**YOUR OBJECTIVE**
Extend the forum thread on PhysX game performance, picking up after its final post.

**SELECTED TEXT**
What happens will be interesting to know.

i think he should be able to manage the physx at medium.

moreover i have seen the physx videos and it really worth a miss.


----------



## quan chi (Aug 12, 2010)

^^yeah yeah i have noticed that too.Actually in my opinion its totally absurd getting a gtx 260 then adding another 9800gtx specially for physx.

when both the cards have support for physx.
anyways you have already mentioned it. "still its worth a shot".
What happens will be interesting to know.

i think he should be able to manage the physx at medium.

moreover i have seen the physx videos and it really worth a miss.


----------



## Piyush (Aug 12, 2010)

man....what the heck is APEX?


----------



## vamsi_krishna (Aug 12, 2010)

I've been to cyborg's place. He was running on GTX 460 1gig. and with a quad core clocked at 2.53. The game barely manages to keep 15fps with every thing incl. physx cranked up at 1920x1080 res. Even in Indoors.

Image location labeling entries
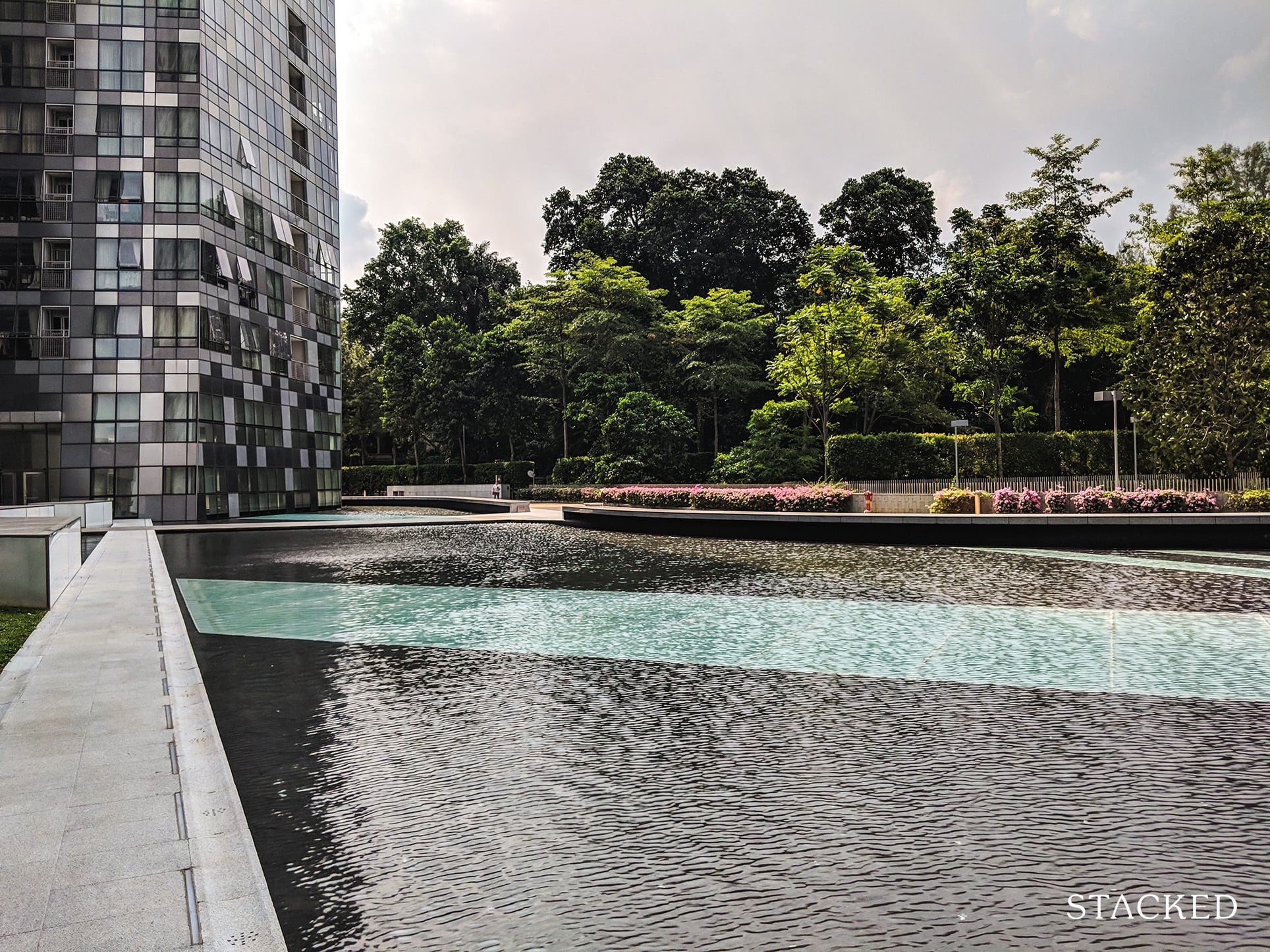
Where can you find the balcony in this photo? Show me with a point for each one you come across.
(57, 209)
(299, 46)
(60, 74)
(56, 276)
(57, 139)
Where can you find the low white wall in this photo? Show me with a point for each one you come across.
(479, 490)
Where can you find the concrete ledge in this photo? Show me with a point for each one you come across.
(1200, 531)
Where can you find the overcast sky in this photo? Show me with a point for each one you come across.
(478, 109)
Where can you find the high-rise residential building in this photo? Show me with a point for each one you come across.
(169, 248)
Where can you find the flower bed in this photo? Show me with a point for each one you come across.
(821, 498)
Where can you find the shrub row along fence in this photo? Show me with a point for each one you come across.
(375, 480)
(821, 498)
(930, 456)
(1041, 484)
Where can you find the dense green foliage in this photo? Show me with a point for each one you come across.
(929, 456)
(16, 626)
(692, 328)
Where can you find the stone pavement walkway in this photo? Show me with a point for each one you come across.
(120, 824)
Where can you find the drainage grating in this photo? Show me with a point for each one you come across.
(196, 931)
(182, 830)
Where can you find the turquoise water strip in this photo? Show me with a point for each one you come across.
(1138, 562)
(1184, 654)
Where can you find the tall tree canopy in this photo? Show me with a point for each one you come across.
(891, 219)
(1078, 292)
(686, 231)
(427, 272)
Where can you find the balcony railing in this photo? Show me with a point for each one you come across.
(59, 74)
(56, 276)
(57, 207)
(298, 45)
(57, 140)
(53, 344)
(56, 12)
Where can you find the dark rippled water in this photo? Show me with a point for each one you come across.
(424, 799)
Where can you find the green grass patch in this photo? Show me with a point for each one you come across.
(16, 625)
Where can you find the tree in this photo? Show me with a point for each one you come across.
(447, 395)
(1078, 291)
(891, 219)
(596, 317)
(427, 272)
(983, 295)
(362, 398)
(819, 344)
(1199, 375)
(724, 336)
(651, 432)
(686, 231)
(402, 380)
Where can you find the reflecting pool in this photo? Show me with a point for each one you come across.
(528, 737)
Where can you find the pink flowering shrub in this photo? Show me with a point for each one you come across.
(1008, 500)
(821, 498)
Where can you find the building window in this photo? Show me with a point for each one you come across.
(177, 259)
(121, 65)
(217, 202)
(178, 8)
(252, 347)
(116, 418)
(117, 483)
(275, 295)
(176, 327)
(177, 192)
(119, 197)
(177, 63)
(19, 264)
(22, 127)
(260, 424)
(19, 196)
(327, 311)
(179, 480)
(120, 130)
(119, 264)
(22, 63)
(116, 332)
(211, 419)
(126, 13)
(253, 224)
(176, 126)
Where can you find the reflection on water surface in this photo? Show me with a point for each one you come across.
(433, 799)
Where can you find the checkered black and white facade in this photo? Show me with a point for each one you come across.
(169, 246)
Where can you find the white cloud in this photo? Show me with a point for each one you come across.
(1244, 65)
(358, 239)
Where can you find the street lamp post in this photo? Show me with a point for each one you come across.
(956, 461)
(1103, 396)
(1134, 422)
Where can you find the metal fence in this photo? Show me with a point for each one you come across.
(1186, 484)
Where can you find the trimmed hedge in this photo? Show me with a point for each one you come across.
(929, 456)
(375, 480)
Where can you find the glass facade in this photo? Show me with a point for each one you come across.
(169, 246)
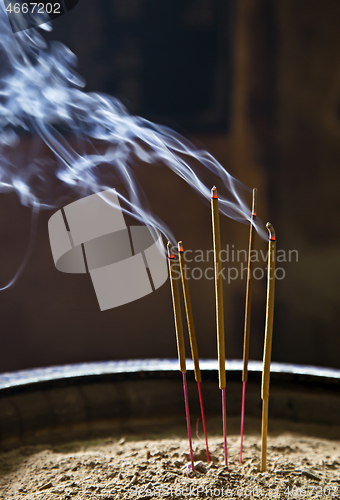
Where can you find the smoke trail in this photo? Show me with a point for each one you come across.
(40, 96)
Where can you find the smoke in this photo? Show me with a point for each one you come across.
(55, 138)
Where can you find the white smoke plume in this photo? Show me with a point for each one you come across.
(41, 98)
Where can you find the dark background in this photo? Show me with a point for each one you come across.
(258, 84)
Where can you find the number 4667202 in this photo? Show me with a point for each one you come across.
(31, 8)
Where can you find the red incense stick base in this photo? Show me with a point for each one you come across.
(224, 416)
(242, 418)
(186, 401)
(203, 421)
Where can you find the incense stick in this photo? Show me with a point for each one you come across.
(219, 311)
(192, 336)
(180, 341)
(268, 342)
(247, 319)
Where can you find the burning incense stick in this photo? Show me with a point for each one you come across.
(247, 318)
(192, 336)
(180, 341)
(267, 350)
(219, 311)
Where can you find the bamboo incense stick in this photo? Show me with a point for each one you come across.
(180, 341)
(219, 311)
(267, 350)
(247, 318)
(192, 336)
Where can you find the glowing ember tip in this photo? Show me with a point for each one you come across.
(271, 230)
(170, 254)
(254, 202)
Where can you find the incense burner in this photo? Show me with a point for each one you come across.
(83, 401)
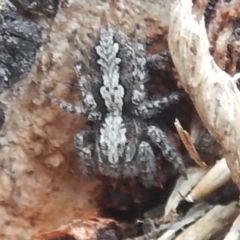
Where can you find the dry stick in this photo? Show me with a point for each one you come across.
(213, 92)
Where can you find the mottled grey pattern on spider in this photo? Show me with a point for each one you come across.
(119, 140)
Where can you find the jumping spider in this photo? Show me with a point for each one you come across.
(119, 141)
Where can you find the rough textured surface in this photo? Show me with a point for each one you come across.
(40, 178)
(20, 39)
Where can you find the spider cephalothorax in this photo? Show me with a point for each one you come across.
(119, 140)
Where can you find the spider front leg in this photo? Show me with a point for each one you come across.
(168, 147)
(84, 80)
(85, 152)
(146, 163)
(150, 107)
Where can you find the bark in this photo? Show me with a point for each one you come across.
(213, 92)
(40, 180)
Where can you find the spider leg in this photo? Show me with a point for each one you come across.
(84, 81)
(68, 107)
(85, 152)
(168, 147)
(146, 162)
(150, 107)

**WRITTEN RESPONSE**
@Piyush, APEX is a module in nVidia PhysX SDK which will allow developers to implement Nvidia PhysX on Multiple Platforms(ps3, wii). Mafia takes advantage of this APEX moudle.. so it is called APEX Physx.


----------



## Ethan_Hunt (Aug 12, 2010)

Moral of the story: F*ck PhysX! 

HAVOK FTW!


----------



## vamsi_krishna (Aug 12, 2010)

As i wanted to play the demo.. I installed the steam and lauched it. But the update steam does on it's first launch is stuck at 0%. Tried deleting that .bolb file. still no use. Any suggestions?


----------



## Ethan_Hunt (Aug 13, 2010)

It's an ongoing issue for people who are installing the clients afresh these days. Dinjo posted this link which apparently worked for him: Steam Users' Forums - View Single Post - Steam Update Server down ?

For me, editing the clientregistry.blob file worked.


----------



## Deleted member 26636 (Aug 13, 2010)

vamsi_krishna said:


> As i wanted to play the demo.. I installed the steam and lauched it. But the update steam does on it's first launch is stuck at 0%. Tried deleting that .bolb file. still no use. Any suggestions?




Yup..had that problem...i deleted the clientregistry.blob file & then ran the steam application as an administrator..had to do it two or three times & then it worked..


----------



## Piyush (Aug 13, 2010)

and what is HAVOK?
(this is embarrassing)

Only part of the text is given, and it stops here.